On appeal, the Third Circuit rejected the commentary to § 2B1.1 that defined “loss” to include intended loss. Banks was guided by a prior Third Circuit decision that held that the Supreme Court’s decision in Kisor v. Wilkie, 139 S. Ct. 2400 (2019) narrowing Auer deference applied to the Sentencing Commission’s commentary.1 In the Third Circuit’s view, “[i]f the Sentencing Commission’s commentary sweeps more broadly than the plain language of the guideline it interprets, we must not reflexively defer.” The court of appeals found no ambiguity in § 2B1.1’s use of the word “loss,” and held that the commentary’s addition of “intended loss” swept beyond the word’s plain language. The court remanded the case for resentencing. 

Implications of Ruling

The Third Circuit’s ruling carries significant implications for sentencing in federal cases. First and most clearly, the ruling is important in any fraud case where intended losses exceed actual losses. Health care fraud cases are a prime example. In these prosecutions, the government often asserts that the entire amount billed to a payer is the intended loss for purposes of setting the Guidelines range.2 However in those cases, the actual loss is almost always far less. Payers, such as Medicare and Medicaid, commonly pay only a fraction of any billed amount, depending upon factors such as fee schedules, deductibles, co-pays, and other adjustments to payable amounts. Moreover, under the Third Circuit’s ruling, claims that are denied and not paid will no longer be included in loss amounts. 

Second, the ruling opens questions in any fraud case where actual loss is unclear. Cases involving conspiracies that are stopped early or sting operations often involve little actual loss. Likewise, cases that involve assets that can be recovered and credited against losses—such as mortgage fraud matters—may be affected. In short, in any cases falling under § 2B1.1, defense counsel should consider carefully how to show that actual loss is less than the government asserts.

LISTED RECORDS:
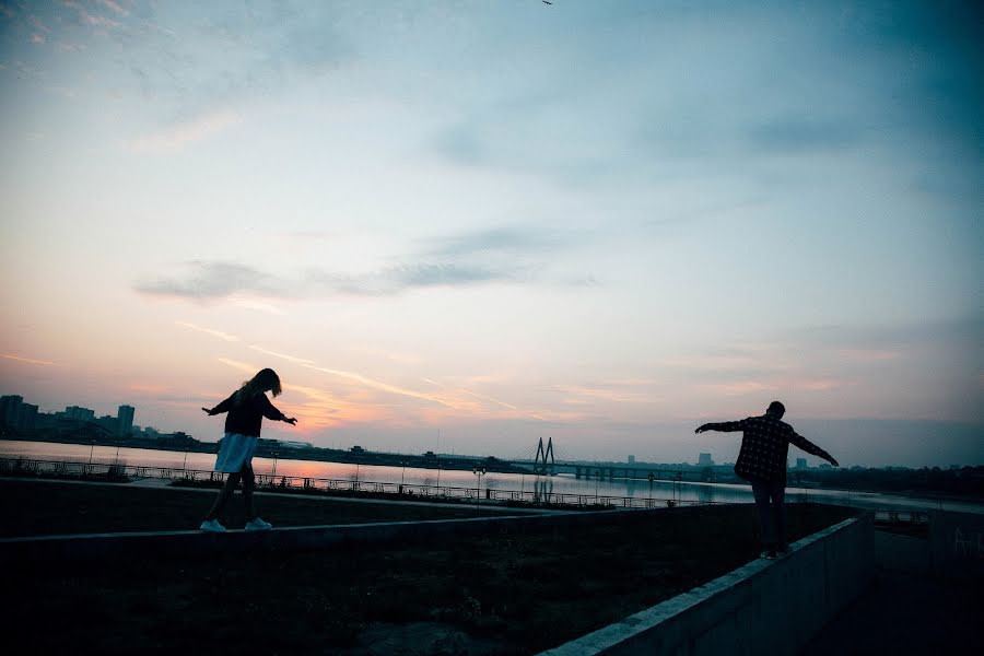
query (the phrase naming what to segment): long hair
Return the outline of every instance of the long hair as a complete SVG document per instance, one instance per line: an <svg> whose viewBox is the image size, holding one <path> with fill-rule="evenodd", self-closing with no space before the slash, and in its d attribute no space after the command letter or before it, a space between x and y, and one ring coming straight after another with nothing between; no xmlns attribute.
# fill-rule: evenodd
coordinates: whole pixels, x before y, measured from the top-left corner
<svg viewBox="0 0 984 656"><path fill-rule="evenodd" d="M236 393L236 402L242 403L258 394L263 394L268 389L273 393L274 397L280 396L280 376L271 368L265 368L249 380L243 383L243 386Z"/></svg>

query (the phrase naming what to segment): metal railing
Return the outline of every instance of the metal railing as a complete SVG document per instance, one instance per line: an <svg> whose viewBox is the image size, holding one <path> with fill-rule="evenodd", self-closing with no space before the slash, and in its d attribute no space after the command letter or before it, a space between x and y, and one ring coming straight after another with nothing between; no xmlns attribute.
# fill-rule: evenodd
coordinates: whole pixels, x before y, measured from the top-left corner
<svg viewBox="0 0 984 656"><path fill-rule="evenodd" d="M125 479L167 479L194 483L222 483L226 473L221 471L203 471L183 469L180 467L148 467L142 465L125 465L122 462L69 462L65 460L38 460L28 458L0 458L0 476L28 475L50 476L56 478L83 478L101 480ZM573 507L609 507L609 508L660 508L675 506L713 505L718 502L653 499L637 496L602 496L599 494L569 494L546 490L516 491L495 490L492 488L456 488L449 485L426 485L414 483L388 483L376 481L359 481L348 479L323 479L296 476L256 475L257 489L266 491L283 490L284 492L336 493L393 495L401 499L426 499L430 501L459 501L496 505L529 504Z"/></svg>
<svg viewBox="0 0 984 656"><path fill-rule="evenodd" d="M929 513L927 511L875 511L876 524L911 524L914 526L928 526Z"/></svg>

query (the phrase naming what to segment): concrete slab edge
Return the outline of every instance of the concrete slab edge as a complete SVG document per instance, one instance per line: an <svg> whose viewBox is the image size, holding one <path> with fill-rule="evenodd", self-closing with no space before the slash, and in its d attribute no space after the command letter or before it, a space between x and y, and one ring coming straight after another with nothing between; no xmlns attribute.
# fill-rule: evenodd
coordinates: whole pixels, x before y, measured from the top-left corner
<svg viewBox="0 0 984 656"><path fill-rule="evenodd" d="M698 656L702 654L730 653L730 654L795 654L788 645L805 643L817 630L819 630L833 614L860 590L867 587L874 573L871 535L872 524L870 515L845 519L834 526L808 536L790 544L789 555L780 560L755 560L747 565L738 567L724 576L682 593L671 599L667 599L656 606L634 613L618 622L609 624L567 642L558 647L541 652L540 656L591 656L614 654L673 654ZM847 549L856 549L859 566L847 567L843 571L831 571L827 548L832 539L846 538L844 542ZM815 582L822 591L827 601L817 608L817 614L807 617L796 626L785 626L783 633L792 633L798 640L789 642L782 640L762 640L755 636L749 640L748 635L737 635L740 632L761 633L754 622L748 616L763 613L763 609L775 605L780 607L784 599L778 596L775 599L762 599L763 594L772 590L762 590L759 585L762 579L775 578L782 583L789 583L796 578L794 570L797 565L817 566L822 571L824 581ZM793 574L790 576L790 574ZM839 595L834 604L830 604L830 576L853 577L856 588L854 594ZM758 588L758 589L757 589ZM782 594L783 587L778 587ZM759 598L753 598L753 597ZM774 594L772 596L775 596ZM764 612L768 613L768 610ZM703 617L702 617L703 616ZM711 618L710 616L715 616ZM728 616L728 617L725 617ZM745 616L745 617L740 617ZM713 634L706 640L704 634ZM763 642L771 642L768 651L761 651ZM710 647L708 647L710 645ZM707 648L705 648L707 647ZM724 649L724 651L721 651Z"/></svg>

TASK SET:
1) In the passage on the Third Circuit ruling, repeat the stretch from "The Third Circuit’s ruling carries" through "in loss amounts.".
2) Translate this sentence from the passage on the Third Circuit ruling into Spanish: "Cases involving conspiracies that are stopped early or sting operations often involve little actual loss."
3) The passage on the Third Circuit ruling names the factors that decide what fraction of a billed amount payers pay. List them.
The lines have nothing to do with the passage on the Third Circuit ruling.

ANSWER SECTION:
1)
The Third Circuit’s ruling carries significant implications for sentencing in federal cases. First and most clearly, the ruling is important in any fraud case where intended losses exceed actual losses. Health care fraud cases are a prime example. In these prosecutions, the government often asserts that the entire amount billed to a payer is the intended loss for purposes of setting the Guidelines range.2 However in those cases, the actual loss is almost always far less. Payers, such as Medicare and Medicaid, commonly pay only a fraction of any billed amount, depending upon factors such as fee schedules, deductibles, co-pays, and other adjustments to payable amounts. Moreover, under the Third Circuit’s ruling, claims that are denied and not paid will no longer be included in loss amounts.

2) Los casos que involucran conspiraciones detenidas en una etapa temprana u operaciones encubiertas a menudo implican una pérdida real escasa.

3)
- fee schedules
- deductibles
- co-pays
- other adjustments to payable amounts